→ **INFORMATION GIVEN**:
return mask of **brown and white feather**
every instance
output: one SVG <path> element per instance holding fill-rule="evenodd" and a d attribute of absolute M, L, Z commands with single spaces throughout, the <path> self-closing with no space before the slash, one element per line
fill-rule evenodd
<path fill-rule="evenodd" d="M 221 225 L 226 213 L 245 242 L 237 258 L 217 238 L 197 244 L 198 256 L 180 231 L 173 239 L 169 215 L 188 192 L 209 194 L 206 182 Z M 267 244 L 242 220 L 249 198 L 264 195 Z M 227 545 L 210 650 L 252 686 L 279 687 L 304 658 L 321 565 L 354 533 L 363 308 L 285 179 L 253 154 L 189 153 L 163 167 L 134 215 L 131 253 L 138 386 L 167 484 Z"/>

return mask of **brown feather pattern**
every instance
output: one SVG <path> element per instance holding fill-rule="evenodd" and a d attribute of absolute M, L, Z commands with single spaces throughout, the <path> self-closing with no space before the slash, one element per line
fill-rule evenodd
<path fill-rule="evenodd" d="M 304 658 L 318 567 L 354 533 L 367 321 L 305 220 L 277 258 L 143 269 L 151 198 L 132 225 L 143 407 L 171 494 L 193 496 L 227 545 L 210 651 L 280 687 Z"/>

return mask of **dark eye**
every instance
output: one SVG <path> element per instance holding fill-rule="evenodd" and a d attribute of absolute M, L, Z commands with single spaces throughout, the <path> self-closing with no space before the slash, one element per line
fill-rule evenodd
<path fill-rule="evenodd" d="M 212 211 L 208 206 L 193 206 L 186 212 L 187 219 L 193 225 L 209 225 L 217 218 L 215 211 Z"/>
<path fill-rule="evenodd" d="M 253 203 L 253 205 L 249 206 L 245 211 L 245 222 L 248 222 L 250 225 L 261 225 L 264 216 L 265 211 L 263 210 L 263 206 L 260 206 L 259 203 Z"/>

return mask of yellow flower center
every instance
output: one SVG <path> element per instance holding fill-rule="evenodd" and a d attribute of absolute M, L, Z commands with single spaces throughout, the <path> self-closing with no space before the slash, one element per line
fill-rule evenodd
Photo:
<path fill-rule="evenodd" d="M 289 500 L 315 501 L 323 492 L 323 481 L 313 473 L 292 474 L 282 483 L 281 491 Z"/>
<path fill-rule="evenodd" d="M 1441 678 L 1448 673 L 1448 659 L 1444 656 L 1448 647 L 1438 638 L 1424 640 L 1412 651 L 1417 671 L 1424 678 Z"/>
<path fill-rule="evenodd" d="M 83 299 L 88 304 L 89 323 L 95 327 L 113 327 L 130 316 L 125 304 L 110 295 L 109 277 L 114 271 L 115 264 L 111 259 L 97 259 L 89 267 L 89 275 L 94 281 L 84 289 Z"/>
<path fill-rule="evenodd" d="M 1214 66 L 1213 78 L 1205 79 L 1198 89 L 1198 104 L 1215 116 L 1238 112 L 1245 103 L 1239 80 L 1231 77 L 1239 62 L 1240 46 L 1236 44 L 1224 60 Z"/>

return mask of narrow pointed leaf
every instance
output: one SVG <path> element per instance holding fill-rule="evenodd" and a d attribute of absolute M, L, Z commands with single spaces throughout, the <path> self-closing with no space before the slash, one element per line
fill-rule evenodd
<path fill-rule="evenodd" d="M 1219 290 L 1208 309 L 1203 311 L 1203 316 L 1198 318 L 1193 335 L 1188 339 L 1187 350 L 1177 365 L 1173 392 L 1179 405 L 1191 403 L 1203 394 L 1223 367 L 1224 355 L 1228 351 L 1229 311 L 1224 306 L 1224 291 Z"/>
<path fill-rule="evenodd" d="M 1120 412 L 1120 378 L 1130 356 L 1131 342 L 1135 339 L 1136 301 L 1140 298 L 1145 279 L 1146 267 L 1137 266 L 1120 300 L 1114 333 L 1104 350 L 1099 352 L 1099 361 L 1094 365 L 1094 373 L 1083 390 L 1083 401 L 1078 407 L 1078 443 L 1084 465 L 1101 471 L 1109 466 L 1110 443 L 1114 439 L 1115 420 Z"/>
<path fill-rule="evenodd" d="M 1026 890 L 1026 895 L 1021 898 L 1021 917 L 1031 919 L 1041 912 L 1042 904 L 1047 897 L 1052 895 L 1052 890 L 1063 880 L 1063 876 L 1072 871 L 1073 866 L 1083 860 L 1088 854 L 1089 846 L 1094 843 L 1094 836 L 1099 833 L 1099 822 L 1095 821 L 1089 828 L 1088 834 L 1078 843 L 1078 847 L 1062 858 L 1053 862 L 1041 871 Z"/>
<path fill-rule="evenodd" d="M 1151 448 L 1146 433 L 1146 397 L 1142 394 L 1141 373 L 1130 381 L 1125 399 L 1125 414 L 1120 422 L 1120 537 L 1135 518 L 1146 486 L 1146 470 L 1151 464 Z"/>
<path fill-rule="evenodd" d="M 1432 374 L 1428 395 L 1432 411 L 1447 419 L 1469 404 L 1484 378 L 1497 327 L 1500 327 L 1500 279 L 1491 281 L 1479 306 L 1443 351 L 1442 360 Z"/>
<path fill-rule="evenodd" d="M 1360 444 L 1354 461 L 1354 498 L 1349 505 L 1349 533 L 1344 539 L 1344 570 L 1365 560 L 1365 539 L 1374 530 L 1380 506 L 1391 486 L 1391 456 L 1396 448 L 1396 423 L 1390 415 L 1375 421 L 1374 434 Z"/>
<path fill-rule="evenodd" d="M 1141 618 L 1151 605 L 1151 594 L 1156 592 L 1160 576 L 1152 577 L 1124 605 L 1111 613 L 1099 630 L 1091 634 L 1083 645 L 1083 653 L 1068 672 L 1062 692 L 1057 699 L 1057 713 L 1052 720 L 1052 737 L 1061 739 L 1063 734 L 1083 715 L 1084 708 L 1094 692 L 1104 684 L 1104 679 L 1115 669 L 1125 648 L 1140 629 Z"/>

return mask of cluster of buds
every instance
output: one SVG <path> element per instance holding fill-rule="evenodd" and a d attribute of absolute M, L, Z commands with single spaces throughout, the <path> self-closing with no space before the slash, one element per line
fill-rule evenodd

→ **WHAT IS NEEDED**: Give the material above again in its entirety, exactly as it appears.

→ **RESPONSE BOX**:
return mask of **brown and white feather**
every instance
output: one SVG <path> element per instance holding fill-rule="evenodd" and a d attribute of absolute M, L, Z commands with single spaces throughout, the <path> self-closing with no space before the slash, one element per line
fill-rule evenodd
<path fill-rule="evenodd" d="M 221 225 L 226 213 L 245 242 L 237 258 L 217 238 L 197 244 L 198 256 L 180 231 L 173 239 L 169 215 L 188 192 L 209 194 L 206 182 Z M 267 244 L 242 220 L 249 198 L 264 195 Z M 227 545 L 210 650 L 252 686 L 279 687 L 304 658 L 321 565 L 354 533 L 363 308 L 285 179 L 253 154 L 189 153 L 163 167 L 134 215 L 131 253 L 138 386 L 167 484 Z"/>

return mask of **brown feather pattern**
every instance
output: one SVG <path> element per instance holding fill-rule="evenodd" and a d attribute of absolute M, L, Z commands with single spaces throughout, the <path> self-closing with no space before the slash, one element per line
fill-rule evenodd
<path fill-rule="evenodd" d="M 304 658 L 318 567 L 354 533 L 367 321 L 305 220 L 277 258 L 143 269 L 151 198 L 132 225 L 143 407 L 171 494 L 193 496 L 227 545 L 210 651 L 280 687 Z"/>

return mask of **dark eye**
every instance
output: one SVG <path> element per instance holding fill-rule="evenodd" and a d attribute of absolute M, L, Z commands with single spaces throughout, the <path> self-closing with no space before the slash, one element per line
fill-rule evenodd
<path fill-rule="evenodd" d="M 212 211 L 208 206 L 193 206 L 186 212 L 187 219 L 193 225 L 209 225 L 217 218 L 215 211 Z"/>
<path fill-rule="evenodd" d="M 253 203 L 253 205 L 249 206 L 245 211 L 245 222 L 248 222 L 250 225 L 261 225 L 264 216 L 265 211 L 263 210 L 263 206 L 260 206 L 259 203 Z"/>

return mask of yellow flower center
every instance
output: one SVG <path> element per instance holding fill-rule="evenodd" and a d attribute of absolute M, L, Z commands with single spaces throughout, the <path> self-closing with no space before the slash, one element per line
fill-rule evenodd
Photo:
<path fill-rule="evenodd" d="M 289 500 L 315 501 L 323 492 L 323 481 L 313 473 L 292 474 L 282 483 L 281 491 Z"/>
<path fill-rule="evenodd" d="M 1441 678 L 1448 673 L 1448 659 L 1444 656 L 1448 647 L 1438 638 L 1424 640 L 1412 651 L 1417 671 L 1424 678 Z"/>
<path fill-rule="evenodd" d="M 83 299 L 88 304 L 89 323 L 95 327 L 113 327 L 130 316 L 125 304 L 110 295 L 109 277 L 114 271 L 115 264 L 111 259 L 97 259 L 89 267 L 89 275 L 94 281 L 84 289 Z"/>
<path fill-rule="evenodd" d="M 1214 66 L 1213 78 L 1205 79 L 1198 89 L 1198 104 L 1215 116 L 1238 112 L 1245 103 L 1239 80 L 1231 77 L 1239 62 L 1240 46 L 1236 44 L 1224 60 Z"/>

return mask of narrow pointed leaf
every instance
output: one SVG <path> element per instance holding fill-rule="evenodd" and a d attribute of absolute M, L, Z commands with single spaces throughout, the <path> self-closing with no space before the slash, one element per line
fill-rule evenodd
<path fill-rule="evenodd" d="M 1219 290 L 1208 309 L 1203 311 L 1203 316 L 1198 318 L 1193 335 L 1188 339 L 1187 350 L 1177 365 L 1173 392 L 1179 405 L 1191 403 L 1203 394 L 1223 367 L 1224 355 L 1228 351 L 1229 311 L 1224 306 L 1224 291 Z"/>
<path fill-rule="evenodd" d="M 1120 412 L 1120 378 L 1130 356 L 1131 342 L 1135 339 L 1136 301 L 1140 298 L 1145 279 L 1146 267 L 1137 266 L 1120 300 L 1114 333 L 1104 350 L 1099 352 L 1099 361 L 1094 365 L 1094 373 L 1083 390 L 1083 401 L 1078 407 L 1078 443 L 1084 465 L 1101 471 L 1109 466 L 1110 443 L 1114 439 L 1115 420 Z"/>
<path fill-rule="evenodd" d="M 1026 890 L 1026 895 L 1021 898 L 1021 917 L 1031 919 L 1041 912 L 1042 904 L 1047 897 L 1052 895 L 1052 890 L 1063 880 L 1063 876 L 1072 871 L 1073 866 L 1083 860 L 1088 854 L 1089 846 L 1094 843 L 1094 836 L 1099 833 L 1099 822 L 1095 821 L 1089 828 L 1088 834 L 1078 843 L 1078 847 L 1062 858 L 1053 862 L 1041 871 Z"/>
<path fill-rule="evenodd" d="M 1151 448 L 1146 433 L 1146 397 L 1142 394 L 1141 373 L 1130 381 L 1125 399 L 1125 414 L 1120 422 L 1120 537 L 1135 518 L 1146 486 L 1146 470 L 1151 464 Z"/>
<path fill-rule="evenodd" d="M 1432 374 L 1428 395 L 1432 411 L 1447 419 L 1469 404 L 1484 378 L 1497 327 L 1500 327 L 1500 279 L 1491 281 L 1479 306 L 1443 351 L 1442 360 Z"/>
<path fill-rule="evenodd" d="M 1360 444 L 1354 461 L 1354 498 L 1349 505 L 1349 533 L 1344 539 L 1344 570 L 1365 560 L 1365 539 L 1374 530 L 1380 506 L 1391 486 L 1391 456 L 1396 448 L 1396 423 L 1390 415 L 1375 421 L 1374 434 Z"/>
<path fill-rule="evenodd" d="M 1141 618 L 1151 605 L 1151 594 L 1156 592 L 1160 576 L 1152 577 L 1124 605 L 1111 613 L 1099 630 L 1091 634 L 1083 645 L 1083 653 L 1068 672 L 1062 692 L 1057 699 L 1057 713 L 1052 720 L 1052 737 L 1061 739 L 1063 734 L 1083 715 L 1084 708 L 1094 692 L 1104 684 L 1104 679 L 1115 669 L 1125 648 L 1140 629 Z"/>

return mask of cluster of buds
every instance
output: one SVG <path> element per instance holding fill-rule="evenodd" and a d attribute of absolute M, L, Z commands with single spaces throughout, the <path> self-closing with no space before the slash, one element per line
fill-rule evenodd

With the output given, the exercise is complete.